+++ DATA RECORDS

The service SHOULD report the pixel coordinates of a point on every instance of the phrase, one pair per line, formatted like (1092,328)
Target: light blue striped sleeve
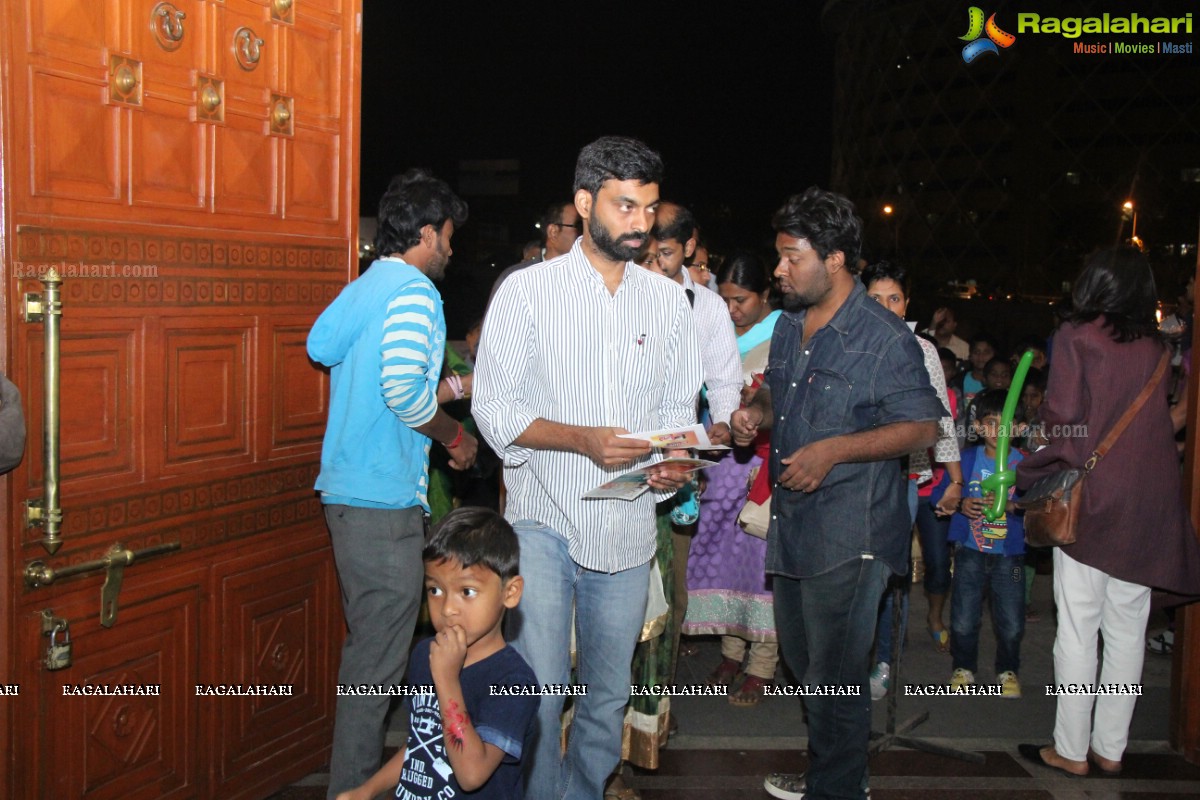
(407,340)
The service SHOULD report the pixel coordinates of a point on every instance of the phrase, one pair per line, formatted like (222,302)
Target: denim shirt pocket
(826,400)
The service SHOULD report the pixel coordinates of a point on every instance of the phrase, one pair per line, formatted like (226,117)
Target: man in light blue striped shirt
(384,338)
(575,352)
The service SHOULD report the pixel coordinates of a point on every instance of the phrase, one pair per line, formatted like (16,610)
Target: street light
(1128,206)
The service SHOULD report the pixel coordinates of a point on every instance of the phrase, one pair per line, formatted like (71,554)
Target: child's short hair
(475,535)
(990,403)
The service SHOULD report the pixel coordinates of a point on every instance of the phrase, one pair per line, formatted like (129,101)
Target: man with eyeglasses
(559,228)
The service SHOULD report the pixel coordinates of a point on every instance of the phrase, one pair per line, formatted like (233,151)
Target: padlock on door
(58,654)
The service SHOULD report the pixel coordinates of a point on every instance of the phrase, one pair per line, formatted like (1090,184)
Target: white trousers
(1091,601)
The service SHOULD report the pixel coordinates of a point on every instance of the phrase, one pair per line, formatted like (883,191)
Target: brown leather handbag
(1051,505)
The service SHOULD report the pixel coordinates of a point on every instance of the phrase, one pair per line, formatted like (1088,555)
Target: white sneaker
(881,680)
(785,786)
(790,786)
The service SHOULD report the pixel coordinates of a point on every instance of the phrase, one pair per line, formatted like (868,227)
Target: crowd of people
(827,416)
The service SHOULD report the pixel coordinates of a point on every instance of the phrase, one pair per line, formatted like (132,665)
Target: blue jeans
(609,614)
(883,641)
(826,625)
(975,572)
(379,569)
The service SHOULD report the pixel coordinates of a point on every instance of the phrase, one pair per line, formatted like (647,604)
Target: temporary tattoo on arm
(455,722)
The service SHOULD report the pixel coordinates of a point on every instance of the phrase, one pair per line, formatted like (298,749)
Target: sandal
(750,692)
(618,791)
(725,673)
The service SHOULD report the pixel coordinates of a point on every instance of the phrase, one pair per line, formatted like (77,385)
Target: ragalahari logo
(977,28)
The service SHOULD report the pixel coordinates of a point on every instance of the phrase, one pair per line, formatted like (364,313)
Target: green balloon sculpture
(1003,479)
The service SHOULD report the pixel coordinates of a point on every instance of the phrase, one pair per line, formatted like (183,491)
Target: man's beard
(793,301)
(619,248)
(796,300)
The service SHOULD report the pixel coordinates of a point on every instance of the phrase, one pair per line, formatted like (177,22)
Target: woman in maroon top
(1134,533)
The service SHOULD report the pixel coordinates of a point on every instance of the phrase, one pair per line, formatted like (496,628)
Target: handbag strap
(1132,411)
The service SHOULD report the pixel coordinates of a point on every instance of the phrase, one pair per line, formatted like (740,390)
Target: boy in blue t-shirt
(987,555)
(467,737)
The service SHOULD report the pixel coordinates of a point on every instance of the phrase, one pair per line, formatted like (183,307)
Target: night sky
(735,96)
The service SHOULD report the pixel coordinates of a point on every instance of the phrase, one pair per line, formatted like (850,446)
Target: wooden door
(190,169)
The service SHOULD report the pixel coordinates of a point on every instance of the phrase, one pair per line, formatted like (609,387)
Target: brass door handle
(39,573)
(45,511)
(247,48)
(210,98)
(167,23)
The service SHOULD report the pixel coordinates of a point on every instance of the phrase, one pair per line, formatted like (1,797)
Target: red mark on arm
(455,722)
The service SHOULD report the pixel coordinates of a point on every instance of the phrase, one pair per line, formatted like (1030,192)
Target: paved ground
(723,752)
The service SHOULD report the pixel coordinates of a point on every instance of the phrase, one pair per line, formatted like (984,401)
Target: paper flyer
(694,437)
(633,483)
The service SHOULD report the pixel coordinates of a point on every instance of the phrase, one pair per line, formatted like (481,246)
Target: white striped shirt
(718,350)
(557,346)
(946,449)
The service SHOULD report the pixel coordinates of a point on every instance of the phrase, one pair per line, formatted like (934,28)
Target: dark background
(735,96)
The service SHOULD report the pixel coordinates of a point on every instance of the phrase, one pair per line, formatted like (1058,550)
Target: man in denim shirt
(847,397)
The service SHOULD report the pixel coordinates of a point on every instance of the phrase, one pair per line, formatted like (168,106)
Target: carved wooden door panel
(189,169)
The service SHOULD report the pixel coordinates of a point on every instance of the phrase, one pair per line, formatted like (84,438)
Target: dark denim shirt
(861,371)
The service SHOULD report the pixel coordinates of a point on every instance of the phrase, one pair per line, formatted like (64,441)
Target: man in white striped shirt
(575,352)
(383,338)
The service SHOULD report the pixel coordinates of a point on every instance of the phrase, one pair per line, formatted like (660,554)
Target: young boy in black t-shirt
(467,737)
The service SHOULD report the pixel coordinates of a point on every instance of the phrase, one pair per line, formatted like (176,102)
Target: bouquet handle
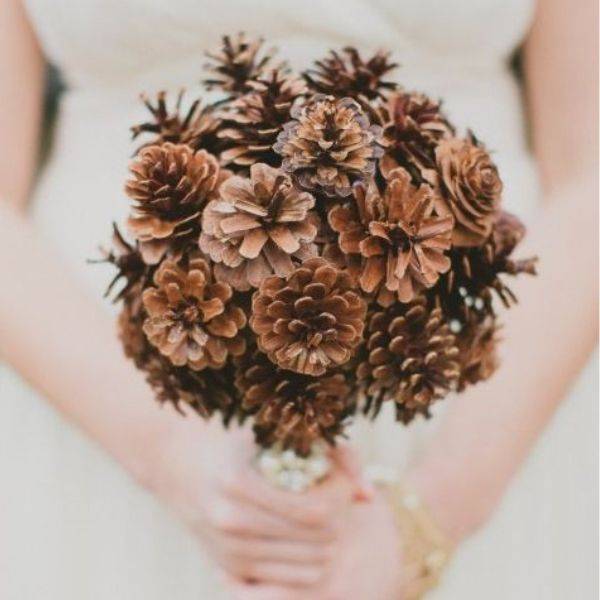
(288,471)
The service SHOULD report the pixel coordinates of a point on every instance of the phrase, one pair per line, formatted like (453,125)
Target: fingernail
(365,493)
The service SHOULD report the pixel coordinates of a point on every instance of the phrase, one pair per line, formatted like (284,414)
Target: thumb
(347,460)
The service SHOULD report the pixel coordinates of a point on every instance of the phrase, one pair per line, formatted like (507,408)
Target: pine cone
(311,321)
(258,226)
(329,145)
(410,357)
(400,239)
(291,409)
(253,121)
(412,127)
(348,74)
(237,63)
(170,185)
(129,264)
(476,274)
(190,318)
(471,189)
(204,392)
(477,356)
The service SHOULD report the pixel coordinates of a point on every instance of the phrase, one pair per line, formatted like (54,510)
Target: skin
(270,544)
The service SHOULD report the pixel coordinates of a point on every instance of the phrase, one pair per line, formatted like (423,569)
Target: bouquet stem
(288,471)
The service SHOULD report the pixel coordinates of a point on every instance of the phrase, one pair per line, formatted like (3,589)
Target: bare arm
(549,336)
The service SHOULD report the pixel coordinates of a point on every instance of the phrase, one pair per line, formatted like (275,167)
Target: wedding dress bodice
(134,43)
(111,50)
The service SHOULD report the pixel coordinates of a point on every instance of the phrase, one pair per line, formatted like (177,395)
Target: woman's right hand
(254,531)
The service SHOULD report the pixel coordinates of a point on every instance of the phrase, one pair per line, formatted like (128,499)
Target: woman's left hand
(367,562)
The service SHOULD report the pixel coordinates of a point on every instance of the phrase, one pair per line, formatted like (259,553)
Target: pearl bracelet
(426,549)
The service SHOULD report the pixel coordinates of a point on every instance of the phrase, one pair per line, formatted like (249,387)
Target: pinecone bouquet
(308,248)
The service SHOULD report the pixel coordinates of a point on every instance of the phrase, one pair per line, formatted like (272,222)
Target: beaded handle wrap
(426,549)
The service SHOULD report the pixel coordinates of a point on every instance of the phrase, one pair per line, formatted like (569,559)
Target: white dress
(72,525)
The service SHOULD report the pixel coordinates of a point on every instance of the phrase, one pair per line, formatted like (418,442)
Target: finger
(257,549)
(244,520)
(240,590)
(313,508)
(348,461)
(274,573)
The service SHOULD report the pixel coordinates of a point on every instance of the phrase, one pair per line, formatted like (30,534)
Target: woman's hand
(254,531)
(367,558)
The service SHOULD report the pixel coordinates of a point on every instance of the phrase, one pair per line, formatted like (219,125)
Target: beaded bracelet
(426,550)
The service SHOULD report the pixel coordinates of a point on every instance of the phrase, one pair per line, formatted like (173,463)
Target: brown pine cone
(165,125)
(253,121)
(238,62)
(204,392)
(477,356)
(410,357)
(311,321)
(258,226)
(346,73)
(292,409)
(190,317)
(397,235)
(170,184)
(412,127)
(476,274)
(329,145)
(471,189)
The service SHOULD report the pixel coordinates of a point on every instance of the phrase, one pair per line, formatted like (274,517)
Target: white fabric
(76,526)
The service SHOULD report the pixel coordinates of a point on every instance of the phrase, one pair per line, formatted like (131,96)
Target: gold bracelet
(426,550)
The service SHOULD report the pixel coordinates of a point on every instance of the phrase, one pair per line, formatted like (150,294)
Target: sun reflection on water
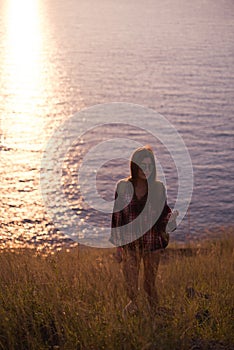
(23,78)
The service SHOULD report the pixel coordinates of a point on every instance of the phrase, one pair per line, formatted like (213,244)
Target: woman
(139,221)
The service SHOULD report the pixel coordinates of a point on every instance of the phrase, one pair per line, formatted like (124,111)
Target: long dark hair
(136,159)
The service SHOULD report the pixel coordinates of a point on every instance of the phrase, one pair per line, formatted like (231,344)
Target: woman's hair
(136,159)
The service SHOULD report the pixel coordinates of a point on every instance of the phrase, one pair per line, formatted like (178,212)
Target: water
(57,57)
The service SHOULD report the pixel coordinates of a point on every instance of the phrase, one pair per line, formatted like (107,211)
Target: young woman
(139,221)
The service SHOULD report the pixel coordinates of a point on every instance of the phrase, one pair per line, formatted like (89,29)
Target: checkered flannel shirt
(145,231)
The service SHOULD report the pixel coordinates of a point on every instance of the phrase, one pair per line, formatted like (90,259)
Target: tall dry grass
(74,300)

++++++
+++ DATA RECORDS

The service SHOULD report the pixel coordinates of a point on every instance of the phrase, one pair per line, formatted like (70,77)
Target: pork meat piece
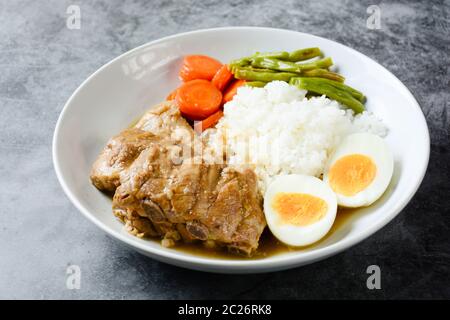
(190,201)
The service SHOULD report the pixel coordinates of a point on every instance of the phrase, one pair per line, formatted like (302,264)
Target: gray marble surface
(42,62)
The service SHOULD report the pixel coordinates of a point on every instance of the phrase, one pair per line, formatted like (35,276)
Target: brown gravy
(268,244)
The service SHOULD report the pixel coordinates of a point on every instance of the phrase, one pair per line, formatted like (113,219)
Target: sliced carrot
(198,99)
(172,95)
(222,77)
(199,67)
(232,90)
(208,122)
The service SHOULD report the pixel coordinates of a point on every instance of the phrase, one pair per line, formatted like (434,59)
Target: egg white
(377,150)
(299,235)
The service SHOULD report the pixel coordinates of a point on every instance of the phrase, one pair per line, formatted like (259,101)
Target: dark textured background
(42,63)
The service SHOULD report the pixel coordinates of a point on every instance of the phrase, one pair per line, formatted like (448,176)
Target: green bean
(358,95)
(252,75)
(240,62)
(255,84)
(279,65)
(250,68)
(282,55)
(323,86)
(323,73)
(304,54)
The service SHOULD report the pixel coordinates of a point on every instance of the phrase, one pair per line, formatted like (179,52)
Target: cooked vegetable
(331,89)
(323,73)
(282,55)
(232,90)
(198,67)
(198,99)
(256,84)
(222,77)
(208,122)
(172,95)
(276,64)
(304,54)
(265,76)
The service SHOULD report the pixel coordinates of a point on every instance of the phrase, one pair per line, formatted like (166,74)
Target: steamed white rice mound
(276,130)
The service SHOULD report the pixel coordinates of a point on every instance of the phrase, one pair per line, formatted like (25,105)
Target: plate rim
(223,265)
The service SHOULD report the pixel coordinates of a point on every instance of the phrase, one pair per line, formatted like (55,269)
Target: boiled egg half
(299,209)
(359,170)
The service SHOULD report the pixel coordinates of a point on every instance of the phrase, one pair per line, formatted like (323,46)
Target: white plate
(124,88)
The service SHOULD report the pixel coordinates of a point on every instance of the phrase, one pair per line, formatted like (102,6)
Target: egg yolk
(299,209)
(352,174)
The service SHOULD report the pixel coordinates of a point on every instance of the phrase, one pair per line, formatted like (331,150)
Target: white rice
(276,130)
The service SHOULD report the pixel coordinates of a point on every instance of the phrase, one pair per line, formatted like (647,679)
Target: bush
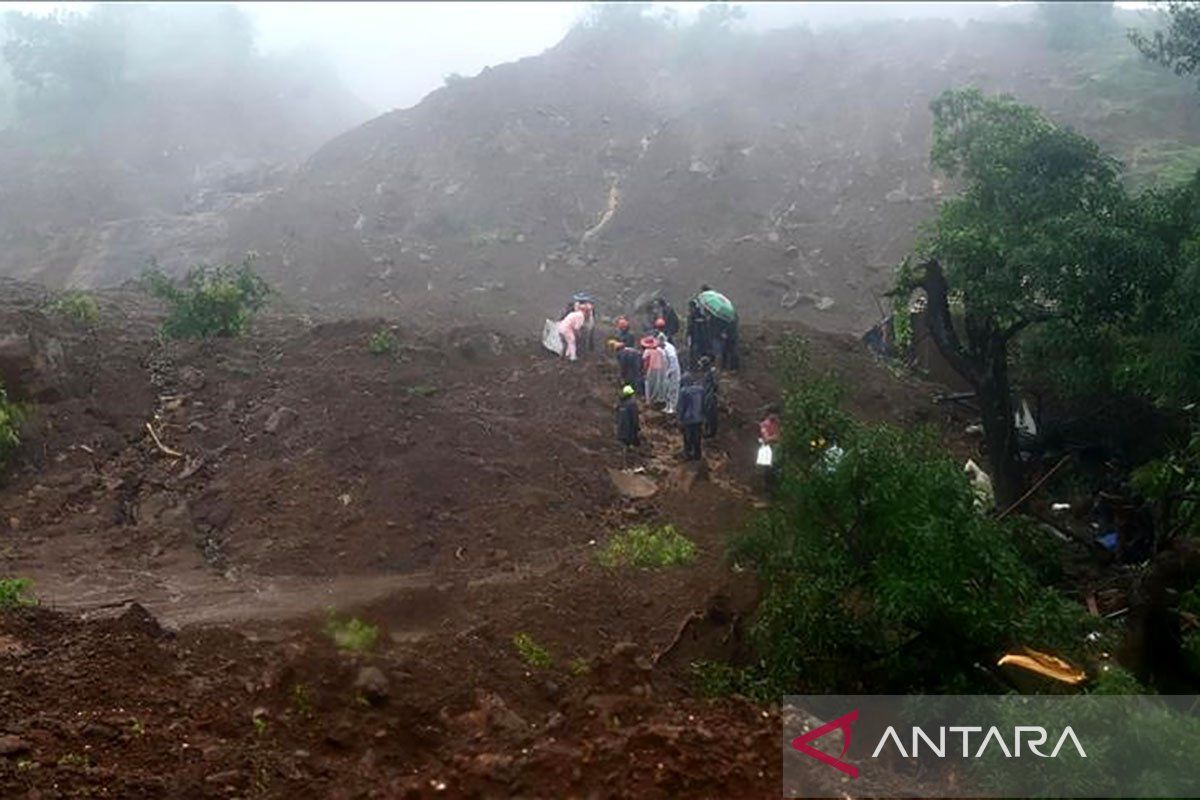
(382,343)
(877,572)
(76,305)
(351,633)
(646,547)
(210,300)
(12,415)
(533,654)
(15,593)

++++++

• _WHAT IS ASKED_: Which lines above contain the word "light"? Collect every such line, counting only matches where the case is the same.

• _OUTPUT OF THE EXERCISE_:
Target: light blue striped sleeve
Target: man in light blue striped shirt
Target: street light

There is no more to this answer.